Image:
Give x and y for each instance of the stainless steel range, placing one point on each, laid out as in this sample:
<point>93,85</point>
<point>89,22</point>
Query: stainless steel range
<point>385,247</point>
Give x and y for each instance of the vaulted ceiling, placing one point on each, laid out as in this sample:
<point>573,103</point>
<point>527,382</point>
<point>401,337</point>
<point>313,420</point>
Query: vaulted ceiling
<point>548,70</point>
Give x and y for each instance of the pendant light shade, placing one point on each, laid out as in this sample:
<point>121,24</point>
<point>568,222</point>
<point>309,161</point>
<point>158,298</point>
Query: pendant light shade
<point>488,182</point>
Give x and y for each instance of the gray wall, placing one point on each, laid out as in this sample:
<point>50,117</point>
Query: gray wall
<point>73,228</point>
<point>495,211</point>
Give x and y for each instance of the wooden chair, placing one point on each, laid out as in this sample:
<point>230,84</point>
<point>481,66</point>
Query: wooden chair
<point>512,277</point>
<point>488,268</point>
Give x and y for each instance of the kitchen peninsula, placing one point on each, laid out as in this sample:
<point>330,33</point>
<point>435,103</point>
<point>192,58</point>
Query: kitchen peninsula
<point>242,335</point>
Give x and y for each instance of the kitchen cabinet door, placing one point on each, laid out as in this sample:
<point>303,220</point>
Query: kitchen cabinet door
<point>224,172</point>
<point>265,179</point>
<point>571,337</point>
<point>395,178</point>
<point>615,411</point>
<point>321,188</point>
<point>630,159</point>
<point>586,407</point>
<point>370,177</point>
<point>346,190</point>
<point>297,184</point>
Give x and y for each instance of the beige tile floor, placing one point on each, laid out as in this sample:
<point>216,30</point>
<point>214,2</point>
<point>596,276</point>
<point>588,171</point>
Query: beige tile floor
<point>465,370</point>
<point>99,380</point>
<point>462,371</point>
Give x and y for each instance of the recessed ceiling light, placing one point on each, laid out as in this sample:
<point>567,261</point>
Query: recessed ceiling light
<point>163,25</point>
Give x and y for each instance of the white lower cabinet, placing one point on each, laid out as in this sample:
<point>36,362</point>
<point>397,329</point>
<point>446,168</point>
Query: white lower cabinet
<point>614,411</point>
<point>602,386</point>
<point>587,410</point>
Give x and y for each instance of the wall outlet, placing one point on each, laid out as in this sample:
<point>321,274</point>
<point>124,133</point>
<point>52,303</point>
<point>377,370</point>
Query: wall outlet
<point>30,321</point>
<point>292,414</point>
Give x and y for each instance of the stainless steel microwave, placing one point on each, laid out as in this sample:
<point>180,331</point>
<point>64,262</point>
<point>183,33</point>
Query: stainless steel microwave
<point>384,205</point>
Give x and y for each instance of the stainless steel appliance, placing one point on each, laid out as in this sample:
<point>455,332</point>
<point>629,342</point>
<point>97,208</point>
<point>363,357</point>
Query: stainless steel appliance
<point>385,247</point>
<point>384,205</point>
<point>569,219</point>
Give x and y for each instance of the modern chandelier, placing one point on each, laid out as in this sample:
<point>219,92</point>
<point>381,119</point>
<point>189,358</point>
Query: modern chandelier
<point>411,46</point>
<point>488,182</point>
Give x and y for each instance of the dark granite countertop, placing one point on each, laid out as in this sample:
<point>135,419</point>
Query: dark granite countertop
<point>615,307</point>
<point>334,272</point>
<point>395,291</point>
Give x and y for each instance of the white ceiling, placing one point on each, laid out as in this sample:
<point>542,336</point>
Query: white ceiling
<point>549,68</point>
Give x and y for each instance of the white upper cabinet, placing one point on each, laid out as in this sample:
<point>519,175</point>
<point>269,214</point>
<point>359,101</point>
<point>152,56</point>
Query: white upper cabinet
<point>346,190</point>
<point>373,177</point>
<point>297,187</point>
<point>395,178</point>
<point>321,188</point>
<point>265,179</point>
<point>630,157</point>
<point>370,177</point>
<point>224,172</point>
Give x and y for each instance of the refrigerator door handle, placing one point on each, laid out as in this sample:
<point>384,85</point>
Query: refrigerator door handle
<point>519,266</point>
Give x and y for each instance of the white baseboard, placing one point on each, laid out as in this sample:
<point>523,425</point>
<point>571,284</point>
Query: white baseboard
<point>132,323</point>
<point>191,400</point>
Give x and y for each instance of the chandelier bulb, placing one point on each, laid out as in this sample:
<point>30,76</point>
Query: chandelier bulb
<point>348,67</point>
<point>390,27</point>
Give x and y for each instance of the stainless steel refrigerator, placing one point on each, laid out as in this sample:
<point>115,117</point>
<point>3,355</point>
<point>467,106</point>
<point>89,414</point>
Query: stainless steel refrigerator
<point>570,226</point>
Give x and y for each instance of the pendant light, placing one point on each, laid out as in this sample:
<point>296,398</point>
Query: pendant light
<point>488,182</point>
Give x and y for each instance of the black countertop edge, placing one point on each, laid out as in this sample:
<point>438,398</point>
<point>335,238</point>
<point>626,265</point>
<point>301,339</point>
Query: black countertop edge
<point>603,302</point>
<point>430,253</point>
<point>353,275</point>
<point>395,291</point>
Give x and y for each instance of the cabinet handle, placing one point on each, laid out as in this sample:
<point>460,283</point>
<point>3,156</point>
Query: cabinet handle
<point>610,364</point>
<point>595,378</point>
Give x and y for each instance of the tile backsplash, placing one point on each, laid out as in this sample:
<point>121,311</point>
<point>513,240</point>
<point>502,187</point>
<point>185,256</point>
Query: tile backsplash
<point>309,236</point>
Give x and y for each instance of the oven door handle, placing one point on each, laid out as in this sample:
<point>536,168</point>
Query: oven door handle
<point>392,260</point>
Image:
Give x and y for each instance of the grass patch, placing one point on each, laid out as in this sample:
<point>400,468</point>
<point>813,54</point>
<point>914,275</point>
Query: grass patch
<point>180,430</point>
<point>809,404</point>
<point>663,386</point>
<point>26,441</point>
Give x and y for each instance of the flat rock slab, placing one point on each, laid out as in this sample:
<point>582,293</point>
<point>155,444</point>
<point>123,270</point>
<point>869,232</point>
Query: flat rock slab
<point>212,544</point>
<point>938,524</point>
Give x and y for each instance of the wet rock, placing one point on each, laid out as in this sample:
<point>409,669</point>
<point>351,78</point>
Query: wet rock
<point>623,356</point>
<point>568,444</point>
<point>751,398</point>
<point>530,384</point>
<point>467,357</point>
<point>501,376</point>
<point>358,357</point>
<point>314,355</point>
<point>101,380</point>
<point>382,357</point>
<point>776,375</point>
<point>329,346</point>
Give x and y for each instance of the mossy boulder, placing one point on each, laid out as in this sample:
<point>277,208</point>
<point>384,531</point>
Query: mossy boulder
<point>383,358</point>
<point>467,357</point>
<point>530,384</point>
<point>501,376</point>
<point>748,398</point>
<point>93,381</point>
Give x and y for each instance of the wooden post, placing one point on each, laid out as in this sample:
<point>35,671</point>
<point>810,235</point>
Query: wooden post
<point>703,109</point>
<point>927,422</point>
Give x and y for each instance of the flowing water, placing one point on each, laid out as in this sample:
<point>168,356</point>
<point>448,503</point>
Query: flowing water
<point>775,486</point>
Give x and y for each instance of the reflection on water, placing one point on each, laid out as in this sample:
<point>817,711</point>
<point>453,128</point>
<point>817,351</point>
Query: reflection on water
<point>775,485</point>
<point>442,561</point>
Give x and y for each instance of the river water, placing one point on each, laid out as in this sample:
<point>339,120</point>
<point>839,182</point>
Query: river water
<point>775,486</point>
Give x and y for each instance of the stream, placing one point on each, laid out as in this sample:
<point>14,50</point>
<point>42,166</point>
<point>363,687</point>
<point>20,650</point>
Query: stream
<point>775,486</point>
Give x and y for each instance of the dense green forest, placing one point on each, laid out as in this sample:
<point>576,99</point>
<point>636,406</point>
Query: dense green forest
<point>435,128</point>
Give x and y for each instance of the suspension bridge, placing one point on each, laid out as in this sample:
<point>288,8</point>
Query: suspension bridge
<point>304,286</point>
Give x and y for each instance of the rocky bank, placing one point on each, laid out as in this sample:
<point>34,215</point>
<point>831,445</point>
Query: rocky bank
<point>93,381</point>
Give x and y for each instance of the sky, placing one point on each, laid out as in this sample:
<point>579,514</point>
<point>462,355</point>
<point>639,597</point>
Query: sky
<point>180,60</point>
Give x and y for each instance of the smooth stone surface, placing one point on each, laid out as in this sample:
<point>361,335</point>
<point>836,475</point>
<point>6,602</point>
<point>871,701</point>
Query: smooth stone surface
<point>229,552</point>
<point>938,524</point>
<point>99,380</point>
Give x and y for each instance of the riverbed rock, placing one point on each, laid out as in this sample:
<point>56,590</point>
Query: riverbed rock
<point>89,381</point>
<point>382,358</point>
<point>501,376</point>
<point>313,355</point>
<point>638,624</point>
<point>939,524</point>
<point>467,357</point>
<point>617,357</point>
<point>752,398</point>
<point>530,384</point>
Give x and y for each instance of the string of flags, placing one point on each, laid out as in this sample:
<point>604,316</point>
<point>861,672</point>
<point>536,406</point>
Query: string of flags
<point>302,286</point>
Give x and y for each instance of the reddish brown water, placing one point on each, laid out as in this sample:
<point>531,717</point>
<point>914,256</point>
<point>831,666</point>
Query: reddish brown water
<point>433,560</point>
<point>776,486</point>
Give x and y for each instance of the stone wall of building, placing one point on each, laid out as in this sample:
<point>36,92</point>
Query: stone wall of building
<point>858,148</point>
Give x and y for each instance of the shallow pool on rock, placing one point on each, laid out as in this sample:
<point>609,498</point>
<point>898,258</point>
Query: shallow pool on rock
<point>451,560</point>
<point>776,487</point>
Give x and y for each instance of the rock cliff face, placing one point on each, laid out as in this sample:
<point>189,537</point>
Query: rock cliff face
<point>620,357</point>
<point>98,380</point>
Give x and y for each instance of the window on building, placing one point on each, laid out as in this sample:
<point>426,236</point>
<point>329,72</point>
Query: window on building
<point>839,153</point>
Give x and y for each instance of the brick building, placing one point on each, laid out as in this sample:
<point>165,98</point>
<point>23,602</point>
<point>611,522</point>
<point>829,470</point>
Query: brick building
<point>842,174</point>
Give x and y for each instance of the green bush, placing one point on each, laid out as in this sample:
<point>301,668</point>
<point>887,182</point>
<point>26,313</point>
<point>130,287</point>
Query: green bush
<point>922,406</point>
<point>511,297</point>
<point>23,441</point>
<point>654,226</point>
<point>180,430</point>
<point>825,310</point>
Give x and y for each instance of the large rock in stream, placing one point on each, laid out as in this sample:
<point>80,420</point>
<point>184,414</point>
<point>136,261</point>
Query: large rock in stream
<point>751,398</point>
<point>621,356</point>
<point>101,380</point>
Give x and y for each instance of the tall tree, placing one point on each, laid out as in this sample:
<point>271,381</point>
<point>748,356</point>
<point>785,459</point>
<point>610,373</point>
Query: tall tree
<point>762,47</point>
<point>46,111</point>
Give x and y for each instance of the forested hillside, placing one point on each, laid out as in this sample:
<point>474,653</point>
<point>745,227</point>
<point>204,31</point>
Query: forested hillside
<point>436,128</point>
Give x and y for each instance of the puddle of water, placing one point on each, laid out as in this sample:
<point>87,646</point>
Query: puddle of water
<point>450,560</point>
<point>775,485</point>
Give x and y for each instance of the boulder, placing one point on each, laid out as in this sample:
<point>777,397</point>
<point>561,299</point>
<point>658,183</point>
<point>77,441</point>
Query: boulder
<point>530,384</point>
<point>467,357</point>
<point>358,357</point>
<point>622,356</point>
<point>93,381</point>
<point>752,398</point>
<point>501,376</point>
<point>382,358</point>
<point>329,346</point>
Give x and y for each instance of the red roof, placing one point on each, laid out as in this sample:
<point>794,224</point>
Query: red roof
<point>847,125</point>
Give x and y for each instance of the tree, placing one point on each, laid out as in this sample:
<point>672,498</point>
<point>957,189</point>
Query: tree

### PROBLEM REQUIREMENTS:
Beginning with the line that has "<point>636,406</point>" and ending with the line that has "<point>56,590</point>", set down the lines above exactly and include no others.

### FINISHED EXERCISE:
<point>636,406</point>
Query: dense green forest
<point>435,128</point>
Give x and y for each instance of the suspension bridge, placing one point on each, laid out as in this sample:
<point>288,8</point>
Query: suspension bridge
<point>304,286</point>
Give x and y for each instance of the rocky bank, placing one point on each, laid out as in this sample:
<point>34,215</point>
<point>831,445</point>
Query: rocky bank
<point>93,381</point>
Give x and y for each instance of the sky, placing one point on each, laid out as in this sample:
<point>579,514</point>
<point>462,355</point>
<point>639,597</point>
Query: sky
<point>180,60</point>
Give x and y for each instance of the smooth stone surface, placing one point on each, laid out as in this sample:
<point>361,335</point>
<point>836,475</point>
<point>6,602</point>
<point>871,701</point>
Query: smooth stone surface
<point>229,552</point>
<point>938,524</point>
<point>99,380</point>
Give x and y for each instance of the riverbed rock, placing one point on each, laid out as in this sample:
<point>56,590</point>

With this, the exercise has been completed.